> Work to do:
Would you quote the material below in full and unchanged?
— begin Provided entries —
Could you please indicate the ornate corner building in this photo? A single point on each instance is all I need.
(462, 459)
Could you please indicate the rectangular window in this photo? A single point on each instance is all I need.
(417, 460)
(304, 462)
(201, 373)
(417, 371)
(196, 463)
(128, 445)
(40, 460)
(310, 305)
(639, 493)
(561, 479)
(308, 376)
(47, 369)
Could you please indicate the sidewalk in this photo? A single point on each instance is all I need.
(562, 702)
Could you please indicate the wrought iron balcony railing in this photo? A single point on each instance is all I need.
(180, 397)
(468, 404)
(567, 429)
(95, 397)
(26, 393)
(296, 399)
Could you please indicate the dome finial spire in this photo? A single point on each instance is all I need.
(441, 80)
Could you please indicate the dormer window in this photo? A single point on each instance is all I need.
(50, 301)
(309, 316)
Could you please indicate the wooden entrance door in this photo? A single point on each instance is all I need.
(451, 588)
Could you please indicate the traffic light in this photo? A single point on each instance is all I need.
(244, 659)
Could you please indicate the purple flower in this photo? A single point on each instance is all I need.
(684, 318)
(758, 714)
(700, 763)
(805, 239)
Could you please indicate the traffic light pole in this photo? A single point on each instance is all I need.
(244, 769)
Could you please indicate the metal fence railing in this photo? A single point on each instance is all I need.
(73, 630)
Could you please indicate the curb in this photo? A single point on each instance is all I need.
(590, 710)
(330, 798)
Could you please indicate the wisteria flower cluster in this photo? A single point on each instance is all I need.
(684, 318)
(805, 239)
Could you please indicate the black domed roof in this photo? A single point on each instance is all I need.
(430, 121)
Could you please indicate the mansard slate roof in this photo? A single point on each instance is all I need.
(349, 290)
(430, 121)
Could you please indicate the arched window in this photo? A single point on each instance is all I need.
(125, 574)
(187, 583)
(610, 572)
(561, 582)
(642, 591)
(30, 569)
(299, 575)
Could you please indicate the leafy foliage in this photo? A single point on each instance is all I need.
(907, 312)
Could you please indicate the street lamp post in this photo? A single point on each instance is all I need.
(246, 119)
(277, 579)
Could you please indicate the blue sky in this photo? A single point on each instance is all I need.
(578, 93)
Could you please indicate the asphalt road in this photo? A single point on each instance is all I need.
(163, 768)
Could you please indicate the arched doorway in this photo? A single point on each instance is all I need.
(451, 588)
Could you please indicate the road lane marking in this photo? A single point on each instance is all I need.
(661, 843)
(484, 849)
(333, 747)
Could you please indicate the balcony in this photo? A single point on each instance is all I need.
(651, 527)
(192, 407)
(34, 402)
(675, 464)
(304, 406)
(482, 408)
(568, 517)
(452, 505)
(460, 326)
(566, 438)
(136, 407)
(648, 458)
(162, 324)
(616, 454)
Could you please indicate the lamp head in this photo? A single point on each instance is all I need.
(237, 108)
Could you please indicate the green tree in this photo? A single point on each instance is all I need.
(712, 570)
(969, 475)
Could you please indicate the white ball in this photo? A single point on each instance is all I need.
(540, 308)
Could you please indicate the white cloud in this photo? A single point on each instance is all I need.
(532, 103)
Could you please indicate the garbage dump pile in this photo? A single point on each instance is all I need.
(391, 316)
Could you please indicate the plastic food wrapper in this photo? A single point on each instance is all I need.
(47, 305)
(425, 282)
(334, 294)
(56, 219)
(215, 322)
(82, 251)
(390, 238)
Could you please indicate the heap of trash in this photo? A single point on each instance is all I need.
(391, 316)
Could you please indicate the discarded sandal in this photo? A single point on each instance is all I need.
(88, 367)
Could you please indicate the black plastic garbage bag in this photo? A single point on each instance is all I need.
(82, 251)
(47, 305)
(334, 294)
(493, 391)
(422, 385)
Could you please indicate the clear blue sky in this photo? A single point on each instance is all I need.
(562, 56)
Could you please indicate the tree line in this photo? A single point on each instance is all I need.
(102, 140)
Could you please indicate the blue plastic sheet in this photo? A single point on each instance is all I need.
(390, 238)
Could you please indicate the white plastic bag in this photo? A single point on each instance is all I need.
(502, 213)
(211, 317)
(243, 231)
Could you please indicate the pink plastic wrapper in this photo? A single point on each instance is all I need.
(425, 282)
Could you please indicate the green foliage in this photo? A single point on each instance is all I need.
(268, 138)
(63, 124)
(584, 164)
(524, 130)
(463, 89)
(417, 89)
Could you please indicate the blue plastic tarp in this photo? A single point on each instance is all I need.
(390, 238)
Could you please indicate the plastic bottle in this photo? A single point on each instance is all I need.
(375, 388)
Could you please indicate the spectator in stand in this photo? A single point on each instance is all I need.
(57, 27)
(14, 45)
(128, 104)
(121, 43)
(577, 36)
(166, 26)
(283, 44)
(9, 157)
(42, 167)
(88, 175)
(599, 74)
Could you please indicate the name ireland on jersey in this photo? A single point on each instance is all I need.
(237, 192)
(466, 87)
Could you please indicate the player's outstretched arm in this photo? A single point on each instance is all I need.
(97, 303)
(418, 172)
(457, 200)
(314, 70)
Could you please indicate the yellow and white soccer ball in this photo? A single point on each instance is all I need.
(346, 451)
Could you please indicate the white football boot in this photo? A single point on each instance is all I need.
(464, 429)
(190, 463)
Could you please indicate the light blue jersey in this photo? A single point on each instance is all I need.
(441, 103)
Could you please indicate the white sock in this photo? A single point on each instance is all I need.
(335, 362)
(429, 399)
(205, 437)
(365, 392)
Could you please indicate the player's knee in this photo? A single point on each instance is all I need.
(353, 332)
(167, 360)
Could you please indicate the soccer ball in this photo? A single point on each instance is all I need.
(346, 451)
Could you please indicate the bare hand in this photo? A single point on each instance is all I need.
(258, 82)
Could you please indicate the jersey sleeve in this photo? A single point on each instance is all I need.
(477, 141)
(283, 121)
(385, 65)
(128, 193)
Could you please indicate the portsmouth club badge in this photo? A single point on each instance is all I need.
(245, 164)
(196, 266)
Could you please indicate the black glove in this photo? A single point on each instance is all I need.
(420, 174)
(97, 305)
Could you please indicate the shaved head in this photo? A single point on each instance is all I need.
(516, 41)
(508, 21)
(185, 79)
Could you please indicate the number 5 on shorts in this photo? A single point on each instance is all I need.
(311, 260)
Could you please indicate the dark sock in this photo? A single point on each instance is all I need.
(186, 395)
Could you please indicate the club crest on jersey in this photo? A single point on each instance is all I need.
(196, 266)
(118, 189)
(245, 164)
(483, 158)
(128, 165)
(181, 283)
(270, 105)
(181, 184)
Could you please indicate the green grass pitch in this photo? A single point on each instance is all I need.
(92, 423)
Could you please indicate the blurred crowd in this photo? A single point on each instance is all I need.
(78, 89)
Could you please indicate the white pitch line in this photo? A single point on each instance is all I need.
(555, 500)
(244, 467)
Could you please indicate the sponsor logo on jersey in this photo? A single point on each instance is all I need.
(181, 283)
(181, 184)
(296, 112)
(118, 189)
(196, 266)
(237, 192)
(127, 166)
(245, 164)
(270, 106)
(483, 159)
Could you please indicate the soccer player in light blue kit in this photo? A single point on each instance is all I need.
— end Provided entries —
> Final result:
Could you please indicate the ornate corner building in this photo? A single point on each instance is all I need.
(462, 459)
Could you please indicate the rectangular window in this photo? A single point on each instance is all I need.
(417, 460)
(304, 462)
(201, 373)
(417, 371)
(196, 463)
(128, 445)
(40, 460)
(310, 305)
(639, 493)
(561, 479)
(308, 376)
(47, 369)
Could you please indicate the sidewalk in this photo? A single point on each instance is all I need.
(562, 702)
Could you please indicate the wrought iron balcony railing in this photo? A single point on each instance is all I need.
(180, 397)
(468, 404)
(567, 429)
(95, 397)
(26, 393)
(296, 399)
Could you please indicate the dome finial spire in this photo? A single point on each instance is all I need.
(441, 80)
Could you please indicate the dormer window in this photo? A single point on each instance is all I need.
(50, 301)
(309, 316)
Could you please indicate the wooden entrance door in this photo? A single point on each instance is all I need.
(451, 588)
Could you please indicate the traffic light in this photo? A single point on each instance is all I need.
(244, 659)
Could you please indicate the purple flower in this photo? A single point on each instance is all I need.
(684, 318)
(758, 714)
(700, 763)
(805, 239)
Could you please indicate the traffic light pole in this photo? A single point on each instance is all I need.
(244, 769)
Could you please indicate the metal fence railing in this photo? A single point on each instance is all I need.
(73, 630)
Could you please indicate the curb in this photo? A single point on each instance is all I need.
(590, 710)
(330, 798)
Could you please indicate the wisteria flower cluster in this photo? A single point on each instance is all I need.
(684, 318)
(805, 239)
Could you please indicate the black domed roof in this photo? A single point on each instance is all I need.
(430, 121)
Could you please indicate the mansard slate roof in this photo? A single point on each instance is all I need.
(349, 290)
(430, 121)
Could you please indicate the arched window in this photo? A single point on each instance is all I need.
(125, 574)
(187, 583)
(610, 572)
(561, 582)
(642, 591)
(30, 569)
(299, 575)
Could you please indicate the leafy foliage in this photo? A single point on each instance is all I need.
(907, 312)
Could you please indicate the street lamp post in this photo? A single point on each instance is all I need.
(246, 119)
(277, 579)
Could you please indicate the blue sky in this photo? A single point on each instance is all I need.
(578, 93)
Could you please indicate the asphalt road in this photo? A single point on each instance is all I need.
(163, 768)
Could you please indicate the arched doorway in this photo? A single point on each instance is all I need.
(451, 588)
Could you please indicate the road lane marking in this photo? A single point on each instance is all I need.
(661, 843)
(484, 849)
(333, 747)
Could you please indicate the balcony in this photo? A single point on each instance is all I need.
(651, 527)
(192, 407)
(34, 402)
(675, 464)
(304, 406)
(482, 408)
(568, 517)
(452, 505)
(460, 326)
(566, 438)
(136, 407)
(648, 458)
(162, 324)
(616, 454)
Could you please indicate the lamp head in this photo? A single point on each instance is all I need.
(237, 108)
Could you please indicate the green tree in this photo? A single point on each instance is all I need.
(712, 570)
(969, 475)
Could you please indicate the white ball in this photo? A single point on each instance is all I need.
(540, 308)
Could you please indicate the white cloud in this photo? A single point on each instance is all I need.
(532, 103)
Could you please indicate the garbage dump pile in this photo? A single point on each instance is all I need.
(391, 316)
Could you please indicate the plastic food wrapper in this photo? A single point on each instance is all I need.
(47, 305)
(425, 282)
(334, 294)
(56, 219)
(215, 322)
(82, 251)
(390, 238)
Could you please indicate the heap of trash in this photo? A single point on each instance is all I need.
(391, 316)
Could you please indicate the discarded sandal in this photo? A single point on each instance is all I need.
(88, 367)
Could you please indicate the black plastic garbage bag in this photo? A single point on each instance is all I need.
(82, 251)
(47, 305)
(334, 294)
(493, 391)
(422, 385)
Could you please indicate the clear blue sky in this photo? A single point on each instance is all I need.
(562, 56)
Could you please indicate the tree line in this photo? A single point on each instance is all I need.
(102, 140)
Could you please indicate the blue plastic sheet in this photo? A single point on each instance is all I need.
(390, 238)
Could you please indicate the white plastic bag in this photo? A single point on each instance is all I need.
(502, 213)
(211, 317)
(243, 231)
Could you please indicate the pink plastic wrapper in this photo? A single point on each instance is all I need.
(425, 282)
Could you please indicate the green foliage in this photo? A single point on each instance is all I need.
(268, 138)
(63, 124)
(584, 164)
(524, 130)
(463, 89)
(417, 89)
Could you please indicate the blue plastic tarp in this photo? A single point on each instance is all I need.
(390, 238)
Could you please indicate the plastic bottle in this photo? A single point on each instance is all I need.
(375, 388)
Could you please indicate the spectator in stand in this photo? A single point on each instance is all I need.
(57, 27)
(14, 45)
(128, 104)
(121, 43)
(577, 36)
(166, 26)
(283, 44)
(9, 157)
(42, 167)
(88, 175)
(599, 74)
Could you please indicate the name ireland on jersey in this photo? A single point on each instance is all I need.
(237, 192)
(466, 87)
Could you please indicate the player's outstretched arm in this photo? A single point on each instance is all I need.
(97, 303)
(418, 172)
(457, 200)
(314, 70)
Could you please indicate the yellow and white soccer ball in this photo? A single point on each instance is all I need.
(346, 451)
Could you please indicate the white football boot in this photo? A single point on each instance is all I need.
(464, 429)
(190, 463)
Could you please indicate the light blue jersey in this photo? A single point on each instance is all I need.
(441, 103)
Could you please indicate the white sock in this photo? A single point on each instance is all I need.
(335, 362)
(429, 399)
(205, 437)
(365, 392)
Could you please indicate the player's knee in this photo? A single point on each instance is all I need.
(353, 332)
(167, 360)
Could you please indicate the soccer ball in this photo? A single point on each instance is all I need.
(346, 451)
Could you please indicate the bare hand in this photo? A single point on each instance is all I need.
(258, 82)
Could you please indicate the jersey sleeve in this photo? A single point on each instance is all I need.
(477, 141)
(283, 121)
(385, 65)
(128, 193)
Could you please indicate the portsmouth club badge in this photo? A single point on each instance is all I need.
(245, 164)
(196, 266)
Could you please indicate the black glove in this photo? A single point on each instance is all I need.
(420, 174)
(97, 305)
Could you please indicate the shaved head in this photo? A single point on each instance is all I need.
(516, 41)
(508, 21)
(185, 79)
Could you please indicate the number 5 on shorts in this photo? A single point on each instance is all I need.
(311, 260)
Could you please indicate the dark sock in this photo? A single point on each instance is all I need.
(186, 395)
Could you please indicate the club crest on jersey in this photo? A single point on each instance is all I need.
(196, 266)
(118, 189)
(245, 164)
(483, 158)
(128, 165)
(181, 283)
(270, 105)
(181, 184)
Could you please indicate the green grass pitch in this photo? A single point on each instance is all I need.
(92, 423)
Could you please indicate the blurred crowd in this photo? A single point on each instance is all I need.
(78, 89)
Could you please indicate the white pitch line in this photo? A single point on each instance is all I need.
(555, 500)
(244, 467)
Could you please indicate the sponsor logo on jersey in this photo? A single point on each instance is all I need.
(181, 283)
(181, 184)
(296, 112)
(118, 189)
(196, 266)
(237, 192)
(127, 166)
(245, 164)
(270, 106)
(483, 159)
Could you please indicate the soccer player in light blue kit in this photo? A single point on each instance is all I need.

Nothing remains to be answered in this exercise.